___ PASSAGE PROVIDED ___
Dr. ir. Koen D Reesink, PhD

 Education:

BSc  Electrical Engineering (EE) Fontys and MSc EE TU/e, PhD Biomedical Eng with Cardiothoracic Surgery, Post-doct Fellow Imperial College London, Assistant Prof BME 2016 onwards

Place of Employment:

CARIM School for Cardiovascular Diseases & CardioVascular Center, Maastricht University Medical Center, Maastricht, The Netherlands

Current Research or area of work:

Dr. Koen Reesink was originally trained in Electrical Engineering and has been active in biomedical research for over 20 years. His interests and specialties are vascular structure and function, ventricular-vascular hemodynamic interaction, system dynamics and signal processing. Dr. Reesink’s group has made significant and awarded contributions to quantify and interpret arterial stiffness measurements, especially in clinical settings. Dr. Reesink’s current research line ‘Constitutive and system characteristics of large arteries’ is focused on unraveling the multi-scale structure-function relations that underlie the pathophysiology of accelerated arterial stiffening. Quantitative insights into these relations are of utmost importance to conceive, develop and validate therapeutic approaches for de-stiffening arteries, in order to combat the growing epidemic of ‘old-age’ systolic hypertension and its desastrous cardiovascular and societal sequelae.

Leadership Roles:

Assistant Prof BME, coleader AS&HT, co-coordin MINDSHIFT, Compass2CVHealth, initiator&chair VNG, steering group MF, chair MF2BMC Op Exc WG.

Reason for joining ECCR:

Invitation from other members of ECCR and the multi-disciplinary approach to cardiovascular pathophysiology, complements other society memberships.

Book recommendations:

  1. Steps to an Ecology of Mind, Gregory Bateson 1972
  2. The Music of Life: Biology beyond the Genome, Denis Noble 2008
  3. Consciousness Explained; Daniel Dennett 1991

All three items are exemplary but accessible systems views and integrative approaches to understand human biology and behaviour.
___
* [TASKS TO CARRY OUT]
**A.** Based on the profile of Koen Reesink, decide whether each statement agrees with it: (i) He was first trained in Electrical Engineering. (ii) His place of employment is Imperial College London. (iii) The Denis Noble book he recommends dates from 2008. Answer yes or no for each and quote the words that decide it.
**B.** From the profile of Koen Reesink, copy the text between "Reason for joining" and "biology and behaviour.", inclusive.
___ STORED DATA ___
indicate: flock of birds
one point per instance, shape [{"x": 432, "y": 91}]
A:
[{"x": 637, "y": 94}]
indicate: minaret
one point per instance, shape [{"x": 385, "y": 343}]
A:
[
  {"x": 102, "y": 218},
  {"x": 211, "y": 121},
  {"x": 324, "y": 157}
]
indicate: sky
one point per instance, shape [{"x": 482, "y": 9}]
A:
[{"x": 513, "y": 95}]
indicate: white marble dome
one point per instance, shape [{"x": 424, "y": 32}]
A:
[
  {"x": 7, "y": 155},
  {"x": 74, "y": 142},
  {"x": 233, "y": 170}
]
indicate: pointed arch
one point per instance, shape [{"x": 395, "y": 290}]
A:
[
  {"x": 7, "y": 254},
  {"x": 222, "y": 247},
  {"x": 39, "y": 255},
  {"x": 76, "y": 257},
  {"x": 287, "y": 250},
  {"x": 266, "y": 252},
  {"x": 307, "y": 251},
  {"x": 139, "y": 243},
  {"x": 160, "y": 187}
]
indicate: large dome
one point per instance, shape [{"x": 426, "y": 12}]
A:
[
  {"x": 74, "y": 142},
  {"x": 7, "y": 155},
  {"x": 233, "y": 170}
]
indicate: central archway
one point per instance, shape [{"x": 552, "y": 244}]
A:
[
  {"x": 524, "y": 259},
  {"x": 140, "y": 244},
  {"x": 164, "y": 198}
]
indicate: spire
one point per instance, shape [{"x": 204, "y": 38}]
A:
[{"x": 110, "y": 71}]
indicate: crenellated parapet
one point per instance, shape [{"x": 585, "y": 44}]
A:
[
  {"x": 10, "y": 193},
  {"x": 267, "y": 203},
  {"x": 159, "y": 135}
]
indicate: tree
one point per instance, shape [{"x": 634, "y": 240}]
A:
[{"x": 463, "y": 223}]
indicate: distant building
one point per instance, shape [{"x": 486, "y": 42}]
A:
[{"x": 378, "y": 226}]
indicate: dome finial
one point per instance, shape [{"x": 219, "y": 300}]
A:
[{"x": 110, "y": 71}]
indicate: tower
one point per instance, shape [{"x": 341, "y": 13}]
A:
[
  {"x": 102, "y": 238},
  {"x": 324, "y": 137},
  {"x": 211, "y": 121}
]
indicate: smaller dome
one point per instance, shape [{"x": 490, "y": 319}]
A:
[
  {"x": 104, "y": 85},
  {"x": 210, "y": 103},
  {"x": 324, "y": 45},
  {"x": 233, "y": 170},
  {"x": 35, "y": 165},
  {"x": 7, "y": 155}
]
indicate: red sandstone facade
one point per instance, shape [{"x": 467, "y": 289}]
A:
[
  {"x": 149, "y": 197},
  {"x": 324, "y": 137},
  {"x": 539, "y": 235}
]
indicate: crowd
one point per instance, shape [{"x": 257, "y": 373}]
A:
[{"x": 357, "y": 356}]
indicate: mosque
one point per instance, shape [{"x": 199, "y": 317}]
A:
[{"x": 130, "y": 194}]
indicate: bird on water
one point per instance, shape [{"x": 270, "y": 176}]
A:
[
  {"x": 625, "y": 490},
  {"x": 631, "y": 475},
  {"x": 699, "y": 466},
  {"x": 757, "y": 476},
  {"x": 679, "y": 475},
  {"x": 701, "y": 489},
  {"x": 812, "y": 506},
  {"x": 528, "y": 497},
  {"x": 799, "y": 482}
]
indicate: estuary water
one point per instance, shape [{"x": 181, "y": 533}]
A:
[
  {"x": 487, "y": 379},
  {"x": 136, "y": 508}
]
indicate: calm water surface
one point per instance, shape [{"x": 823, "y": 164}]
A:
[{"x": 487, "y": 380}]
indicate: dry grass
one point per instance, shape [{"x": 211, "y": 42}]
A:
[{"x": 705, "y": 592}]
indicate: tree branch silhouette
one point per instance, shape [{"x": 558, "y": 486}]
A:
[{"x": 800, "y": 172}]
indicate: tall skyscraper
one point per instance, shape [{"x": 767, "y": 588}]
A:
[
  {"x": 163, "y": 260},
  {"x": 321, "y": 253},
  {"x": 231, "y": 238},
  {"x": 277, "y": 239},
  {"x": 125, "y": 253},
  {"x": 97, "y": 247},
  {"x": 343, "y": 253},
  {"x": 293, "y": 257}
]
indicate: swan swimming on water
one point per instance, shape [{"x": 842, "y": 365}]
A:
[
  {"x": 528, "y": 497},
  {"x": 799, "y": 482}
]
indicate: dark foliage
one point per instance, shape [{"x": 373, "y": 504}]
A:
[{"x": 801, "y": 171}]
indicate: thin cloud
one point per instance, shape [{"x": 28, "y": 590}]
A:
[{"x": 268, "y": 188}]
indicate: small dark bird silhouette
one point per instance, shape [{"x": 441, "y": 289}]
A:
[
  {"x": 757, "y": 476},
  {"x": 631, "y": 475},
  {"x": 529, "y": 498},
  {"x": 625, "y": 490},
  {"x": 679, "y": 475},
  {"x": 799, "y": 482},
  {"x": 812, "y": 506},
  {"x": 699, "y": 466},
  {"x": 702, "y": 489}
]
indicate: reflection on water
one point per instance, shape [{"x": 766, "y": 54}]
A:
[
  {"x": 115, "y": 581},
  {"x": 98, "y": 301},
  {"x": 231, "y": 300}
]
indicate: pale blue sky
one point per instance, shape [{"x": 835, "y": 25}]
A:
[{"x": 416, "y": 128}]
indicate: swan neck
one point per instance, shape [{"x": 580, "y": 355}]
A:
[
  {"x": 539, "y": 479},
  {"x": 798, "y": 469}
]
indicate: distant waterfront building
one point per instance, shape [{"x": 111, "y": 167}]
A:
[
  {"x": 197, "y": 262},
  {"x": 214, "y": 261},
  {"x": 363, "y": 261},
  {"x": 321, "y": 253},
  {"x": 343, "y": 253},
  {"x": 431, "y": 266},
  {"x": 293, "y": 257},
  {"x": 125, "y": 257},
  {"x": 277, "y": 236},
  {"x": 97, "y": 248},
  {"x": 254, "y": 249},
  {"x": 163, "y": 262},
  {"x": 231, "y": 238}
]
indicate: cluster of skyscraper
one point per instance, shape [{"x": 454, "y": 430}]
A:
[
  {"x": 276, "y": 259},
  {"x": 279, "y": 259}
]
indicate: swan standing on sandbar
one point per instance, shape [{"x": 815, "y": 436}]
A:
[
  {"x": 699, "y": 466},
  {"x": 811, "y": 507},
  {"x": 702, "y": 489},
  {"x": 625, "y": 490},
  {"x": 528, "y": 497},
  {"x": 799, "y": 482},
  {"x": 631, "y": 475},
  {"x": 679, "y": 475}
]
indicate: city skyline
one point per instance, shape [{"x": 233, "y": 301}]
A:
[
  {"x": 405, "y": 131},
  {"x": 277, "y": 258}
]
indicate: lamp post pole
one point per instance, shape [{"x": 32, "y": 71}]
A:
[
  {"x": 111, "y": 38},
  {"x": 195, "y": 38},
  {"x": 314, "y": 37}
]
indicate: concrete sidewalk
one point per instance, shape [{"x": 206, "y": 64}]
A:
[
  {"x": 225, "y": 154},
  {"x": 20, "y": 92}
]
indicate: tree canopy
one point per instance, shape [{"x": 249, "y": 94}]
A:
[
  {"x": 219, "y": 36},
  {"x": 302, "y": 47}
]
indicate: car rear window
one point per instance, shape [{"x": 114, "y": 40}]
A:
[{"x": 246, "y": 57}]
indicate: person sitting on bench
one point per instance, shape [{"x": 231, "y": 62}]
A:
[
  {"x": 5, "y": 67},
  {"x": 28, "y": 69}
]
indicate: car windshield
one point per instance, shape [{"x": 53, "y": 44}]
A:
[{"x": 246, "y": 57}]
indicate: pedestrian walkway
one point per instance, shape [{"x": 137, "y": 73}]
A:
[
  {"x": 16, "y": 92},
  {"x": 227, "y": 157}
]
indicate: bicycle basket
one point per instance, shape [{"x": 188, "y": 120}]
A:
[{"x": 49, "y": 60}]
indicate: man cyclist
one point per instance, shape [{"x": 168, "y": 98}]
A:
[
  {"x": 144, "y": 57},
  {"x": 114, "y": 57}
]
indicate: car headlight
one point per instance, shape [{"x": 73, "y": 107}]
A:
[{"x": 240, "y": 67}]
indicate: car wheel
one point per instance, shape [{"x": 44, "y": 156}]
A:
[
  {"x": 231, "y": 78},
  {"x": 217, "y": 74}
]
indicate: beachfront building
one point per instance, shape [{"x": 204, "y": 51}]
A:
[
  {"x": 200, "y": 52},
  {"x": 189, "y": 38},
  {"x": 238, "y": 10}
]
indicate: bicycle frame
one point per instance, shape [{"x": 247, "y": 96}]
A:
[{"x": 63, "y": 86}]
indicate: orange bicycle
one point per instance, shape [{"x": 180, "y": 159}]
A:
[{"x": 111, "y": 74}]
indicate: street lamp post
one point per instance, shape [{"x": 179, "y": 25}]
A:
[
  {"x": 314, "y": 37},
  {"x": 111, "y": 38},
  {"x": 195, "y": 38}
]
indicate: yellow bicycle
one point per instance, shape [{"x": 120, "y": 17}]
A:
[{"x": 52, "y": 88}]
___
* [PER-TASK ANSWERS]
**A.**
(i) Yes: "Dr. Koen Reesink was originally trained in Electrical Engineering"
(ii) No: "CARIM School for Cardiovascular Diseases & CardioVascular Center, Maastricht University Medical Center, Maastricht, The Netherlands"
(iii) Yes: "The Music of Life: Biology beyond the Genome, Denis Noble 2008"

**B.**
Reason for joining ECCR:

Invitation from other members of ECCR and the multi-disciplinary approach to cardiovascular pathophysiology, complements other society memberships.

Book recommendations:

  1. Steps to an Ecology of Mind, Gregory Bateson 1972
  2. The Music of Life: Biology beyond the Genome, Denis Noble 2008
  3. Consciousness Explained; Daniel Dennett 1991

All three items are exemplary but accessible systems views and integrative approaches to understand human biology and behaviour.